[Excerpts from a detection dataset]
▼
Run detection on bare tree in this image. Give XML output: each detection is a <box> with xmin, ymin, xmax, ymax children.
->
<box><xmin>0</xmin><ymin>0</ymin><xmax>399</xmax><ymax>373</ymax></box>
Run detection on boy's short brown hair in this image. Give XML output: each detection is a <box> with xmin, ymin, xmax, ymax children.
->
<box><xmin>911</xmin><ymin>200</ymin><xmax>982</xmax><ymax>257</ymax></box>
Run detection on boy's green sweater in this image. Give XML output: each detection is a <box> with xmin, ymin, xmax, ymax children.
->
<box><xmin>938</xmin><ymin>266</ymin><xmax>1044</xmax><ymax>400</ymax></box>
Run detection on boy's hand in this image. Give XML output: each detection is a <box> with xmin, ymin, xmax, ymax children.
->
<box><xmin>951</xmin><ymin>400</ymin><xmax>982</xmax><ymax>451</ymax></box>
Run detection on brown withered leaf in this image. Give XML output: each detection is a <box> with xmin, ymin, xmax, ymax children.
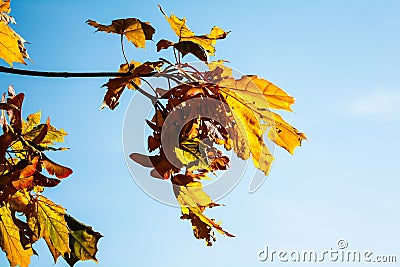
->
<box><xmin>100</xmin><ymin>61</ymin><xmax>163</xmax><ymax>110</ymax></box>
<box><xmin>86</xmin><ymin>18</ymin><xmax>155</xmax><ymax>48</ymax></box>
<box><xmin>157</xmin><ymin>39</ymin><xmax>174</xmax><ymax>52</ymax></box>
<box><xmin>174</xmin><ymin>41</ymin><xmax>208</xmax><ymax>62</ymax></box>
<box><xmin>0</xmin><ymin>204</ymin><xmax>33</xmax><ymax>267</ymax></box>
<box><xmin>40</xmin><ymin>154</ymin><xmax>73</xmax><ymax>179</ymax></box>
<box><xmin>63</xmin><ymin>214</ymin><xmax>103</xmax><ymax>266</ymax></box>
<box><xmin>7</xmin><ymin>93</ymin><xmax>25</xmax><ymax>134</ymax></box>
<box><xmin>159</xmin><ymin>5</ymin><xmax>229</xmax><ymax>56</ymax></box>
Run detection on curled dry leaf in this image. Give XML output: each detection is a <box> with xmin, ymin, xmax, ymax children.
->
<box><xmin>86</xmin><ymin>18</ymin><xmax>155</xmax><ymax>48</ymax></box>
▲
TO DO: Recast every line of the material above as a Markdown table with the columns "Row" and "Line", numbering the rows in order and skipping blank lines. Leave the pictures out.

SOLUTION BELOW:
| Row | Line |
|---|---|
| 1 | Run detection on bare tree in this image. Give XML output: each detection is a <box> with xmin, ymin, xmax, ymax children. |
| 2 | -> |
| 3 | <box><xmin>0</xmin><ymin>0</ymin><xmax>399</xmax><ymax>373</ymax></box> |
| 4 | Run detection on boy's short brown hair in this image. Give XML output: each detection is a <box> with xmin, ymin, xmax, ymax children. |
| 5 | -> |
| 6 | <box><xmin>911</xmin><ymin>200</ymin><xmax>982</xmax><ymax>257</ymax></box> |
| 7 | Run detection on boy's green sweater in this image. Give XML output: each detection is a <box> with xmin, ymin, xmax, ymax children. |
| 8 | -> |
| 9 | <box><xmin>938</xmin><ymin>266</ymin><xmax>1044</xmax><ymax>400</ymax></box> |
| 10 | Run detection on boy's hand in this image. Give XML output: each detection is a <box> with xmin, ymin, xmax, ymax children. |
| 11 | -> |
| 12 | <box><xmin>951</xmin><ymin>400</ymin><xmax>982</xmax><ymax>451</ymax></box> |
| 13 | Run detection on brown withered leaf in this image. Give XML output: each detection is a <box> with xmin, ymin, xmax, ymax children. |
| 14 | -> |
| 15 | <box><xmin>100</xmin><ymin>61</ymin><xmax>163</xmax><ymax>110</ymax></box> |
| 16 | <box><xmin>86</xmin><ymin>18</ymin><xmax>155</xmax><ymax>48</ymax></box> |
| 17 | <box><xmin>157</xmin><ymin>39</ymin><xmax>174</xmax><ymax>52</ymax></box> |
| 18 | <box><xmin>174</xmin><ymin>41</ymin><xmax>208</xmax><ymax>62</ymax></box> |
| 19 | <box><xmin>0</xmin><ymin>204</ymin><xmax>33</xmax><ymax>267</ymax></box> |
| 20 | <box><xmin>40</xmin><ymin>154</ymin><xmax>73</xmax><ymax>179</ymax></box> |
| 21 | <box><xmin>63</xmin><ymin>214</ymin><xmax>103</xmax><ymax>266</ymax></box> |
| 22 | <box><xmin>7</xmin><ymin>93</ymin><xmax>25</xmax><ymax>134</ymax></box> |
| 23 | <box><xmin>159</xmin><ymin>5</ymin><xmax>229</xmax><ymax>56</ymax></box> |
| 24 | Run detection on curled dry leaf in this image. Give XML output: each detection is a <box> with xmin, ymin, xmax, ymax children. |
| 25 | -> |
| 26 | <box><xmin>86</xmin><ymin>18</ymin><xmax>155</xmax><ymax>48</ymax></box> |